## [Extract to read]
Ares Capital Corporation
Ares Capital Corporation (ARCC) is a leading specialty finance company that provides financing to middle market companies. Since its formation in 2004, ARCC has elected to operate as a Business Development Company (“BDC”), a form of closed-end investment company. ARCC is by far the largest BDC with total assets of approximately $12.3 billion as of December 31, 2017 and an equity market capitalization of approximately $6.8 billion. ARCC has a highly diversified portfolio predominantly in direct loans to over 300 companies.
ARCC closed its acquisition of American Capital (“ACAS”) on January 3, 2017. ACAS had previously been the 2nd largest publicly traded BDC (after ARCC). At closing, ARCC acquired $3.6 billion of assets including investments valued at approximately $2.5 billion and $960 million of cash.
Ares Capital Corporation released strong financial results on February 13, 2018 for its 4th quarter and for the full year 2017 that exceeded street expectations (ARCC beats total investment income):
- GAAP Net Income of $0.54 per share for the 4th quarter and $1.57 per share for the year,
- Core Earnings Per Share* of $0.38 per share for the 4th quarter and $1.39 per share for the year,
- An increase in its NAV to $16.65 at December 31, 2017 – a 1.0% increase from $16.49 at September 30, 2017, and up from $16.45 at December 31, 2016.
- ARCC also announced its quarterly dividend of $0.38 payable to shareholders of record as of March 15, 2018 (to be paid on March 30, 2018).
Note: In addition to GAAP Net Income disclosures, ARCC also discloses “Core EPS”, which is non-GAAP measure that is the net per share increase (decrease) in stockholders’ equity resulting from operations less: (1) expenses incurred in connection with ACAS, (2) net realized and unrealized gains (losses) and (3) any capital gains incentive fees or taxes payable that are related to (2).

## [Data records]
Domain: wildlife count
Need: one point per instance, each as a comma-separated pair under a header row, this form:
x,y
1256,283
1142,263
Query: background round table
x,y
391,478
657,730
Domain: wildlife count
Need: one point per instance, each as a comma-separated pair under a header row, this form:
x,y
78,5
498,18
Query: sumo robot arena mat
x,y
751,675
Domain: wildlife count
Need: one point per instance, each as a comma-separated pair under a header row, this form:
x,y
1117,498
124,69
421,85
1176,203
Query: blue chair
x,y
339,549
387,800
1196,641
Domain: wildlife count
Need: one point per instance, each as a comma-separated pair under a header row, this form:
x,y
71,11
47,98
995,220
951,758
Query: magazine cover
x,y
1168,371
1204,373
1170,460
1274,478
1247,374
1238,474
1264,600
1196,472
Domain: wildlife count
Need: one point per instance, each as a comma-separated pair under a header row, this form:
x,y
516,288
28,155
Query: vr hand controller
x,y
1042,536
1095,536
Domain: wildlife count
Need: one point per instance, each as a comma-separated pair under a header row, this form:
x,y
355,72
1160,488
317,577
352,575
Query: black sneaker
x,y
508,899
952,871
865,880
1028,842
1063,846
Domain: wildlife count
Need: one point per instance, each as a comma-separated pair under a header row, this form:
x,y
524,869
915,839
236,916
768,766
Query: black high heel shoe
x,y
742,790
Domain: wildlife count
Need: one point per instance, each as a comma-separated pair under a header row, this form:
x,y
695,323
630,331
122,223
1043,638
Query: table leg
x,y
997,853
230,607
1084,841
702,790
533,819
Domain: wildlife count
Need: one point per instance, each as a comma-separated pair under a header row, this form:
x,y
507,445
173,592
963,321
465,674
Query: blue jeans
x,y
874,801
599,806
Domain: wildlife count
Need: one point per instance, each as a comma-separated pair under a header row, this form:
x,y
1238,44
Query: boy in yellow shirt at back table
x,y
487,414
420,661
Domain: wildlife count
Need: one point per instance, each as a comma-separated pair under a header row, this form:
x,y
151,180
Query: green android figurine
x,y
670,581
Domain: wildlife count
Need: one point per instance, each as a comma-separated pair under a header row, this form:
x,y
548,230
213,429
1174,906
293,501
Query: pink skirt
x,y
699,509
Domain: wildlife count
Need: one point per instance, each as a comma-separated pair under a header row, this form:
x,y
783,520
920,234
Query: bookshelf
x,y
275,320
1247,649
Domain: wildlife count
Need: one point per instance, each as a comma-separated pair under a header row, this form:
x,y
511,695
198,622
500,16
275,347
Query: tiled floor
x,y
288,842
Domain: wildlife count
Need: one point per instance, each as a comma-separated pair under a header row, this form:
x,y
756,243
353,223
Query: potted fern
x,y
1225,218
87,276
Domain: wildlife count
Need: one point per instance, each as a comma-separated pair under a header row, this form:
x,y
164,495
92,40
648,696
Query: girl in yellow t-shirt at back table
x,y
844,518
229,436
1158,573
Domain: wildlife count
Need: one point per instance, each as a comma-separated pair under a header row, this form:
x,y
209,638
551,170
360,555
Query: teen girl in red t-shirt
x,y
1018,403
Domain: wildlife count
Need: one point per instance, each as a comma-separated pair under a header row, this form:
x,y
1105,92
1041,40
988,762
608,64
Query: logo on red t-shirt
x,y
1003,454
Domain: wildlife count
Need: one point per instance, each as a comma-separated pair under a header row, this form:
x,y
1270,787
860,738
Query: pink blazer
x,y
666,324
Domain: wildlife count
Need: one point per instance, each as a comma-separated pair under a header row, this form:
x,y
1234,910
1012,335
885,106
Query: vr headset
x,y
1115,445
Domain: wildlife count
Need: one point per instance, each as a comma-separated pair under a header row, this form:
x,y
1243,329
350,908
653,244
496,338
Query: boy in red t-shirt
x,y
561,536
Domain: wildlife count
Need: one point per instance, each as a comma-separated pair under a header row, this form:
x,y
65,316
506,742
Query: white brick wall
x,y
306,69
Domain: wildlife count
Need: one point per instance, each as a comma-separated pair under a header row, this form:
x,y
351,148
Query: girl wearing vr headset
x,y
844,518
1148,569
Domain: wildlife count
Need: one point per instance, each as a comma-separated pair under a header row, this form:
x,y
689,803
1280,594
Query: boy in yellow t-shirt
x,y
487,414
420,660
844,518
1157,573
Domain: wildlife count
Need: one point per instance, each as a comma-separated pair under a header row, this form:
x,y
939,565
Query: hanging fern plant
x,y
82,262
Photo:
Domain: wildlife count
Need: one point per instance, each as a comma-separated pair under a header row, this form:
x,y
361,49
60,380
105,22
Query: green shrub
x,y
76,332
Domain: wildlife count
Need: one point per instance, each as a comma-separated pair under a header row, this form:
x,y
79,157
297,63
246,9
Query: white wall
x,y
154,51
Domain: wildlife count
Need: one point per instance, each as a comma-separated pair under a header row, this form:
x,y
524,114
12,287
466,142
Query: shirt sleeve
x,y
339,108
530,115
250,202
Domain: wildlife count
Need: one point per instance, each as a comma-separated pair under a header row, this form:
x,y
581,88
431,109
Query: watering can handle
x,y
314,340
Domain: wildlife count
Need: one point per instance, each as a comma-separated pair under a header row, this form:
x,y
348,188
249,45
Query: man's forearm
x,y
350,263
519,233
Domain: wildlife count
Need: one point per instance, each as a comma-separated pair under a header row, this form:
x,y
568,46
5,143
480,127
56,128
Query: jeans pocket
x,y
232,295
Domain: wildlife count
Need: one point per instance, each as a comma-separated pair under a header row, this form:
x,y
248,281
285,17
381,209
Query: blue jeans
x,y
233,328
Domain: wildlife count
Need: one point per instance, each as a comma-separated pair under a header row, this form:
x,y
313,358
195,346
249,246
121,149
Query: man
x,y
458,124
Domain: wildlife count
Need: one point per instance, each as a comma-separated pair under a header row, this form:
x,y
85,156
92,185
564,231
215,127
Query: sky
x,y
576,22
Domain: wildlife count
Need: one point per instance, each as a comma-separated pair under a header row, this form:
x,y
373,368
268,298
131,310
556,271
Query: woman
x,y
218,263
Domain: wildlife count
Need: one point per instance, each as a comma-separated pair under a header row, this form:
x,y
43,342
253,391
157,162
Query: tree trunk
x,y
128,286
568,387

## [Stated goal 1]
List every distinct full calendar date (month, day and year) that the Ares Capital Corporation text mentions.
## [Stated goal 2]
According to the Ares Capital Corporation text, on what date did ARCC close its acquisition of American Capital?
## [Stated goal 3]
Write the next part of the Ares Capital Corporation text, picking up after its final sentence.

## [Output 1]
- December 31, 2017
- January 3, 2017
- February 13, 2018
- September 30, 2017
- December 31, 2016
- March 15, 2018
- March 30, 2018

## [Output 2]
January 3, 2017.

## [Output 3]
Despite the strong results and good color provided in the discussion in ARCC’s 4th quarter 2017 earnings call (ARCC Q4 2017 results earnings call transcript), ARCC currently trades at about $15.90 – about 95.5% of NAV, providing an annualized dividend yield of 9.6% (Note that ARCC has declared a $0.38 per share dividend that will be payable to shareholders as of March 15th).
Given the strength of ARCC’s business model, attractive portfolio, favorable liability structure, successful track record of building and maintaining value throughout different parts of credit cycles, and expected benefit from rising interest rates, ARCC should trade much better than its current price, which is approximately a 5% discount to NAV. ARCC should easily trade at a 10% premium to its NAV of $16.65 – which would imply a share price of approximately $18.32 – which would provide an annualized dividend yield 8.30%.
During 2017, ARCC focused on incorporating ACAS’s assets into its portfolio and at the same time resolved its approximate $1.6 billion legacy Senior Secured Loan Program (“SSLP”) program. ARCC’s 4th quarter financial results show the significant progress that has been made.
Going forward, ARCC is poised to further benefit from higher portfolio yields and future additional incremental yield enhancement initiatives, and will also benefit from future increases in interest rates due to its attractive asset/liability composition.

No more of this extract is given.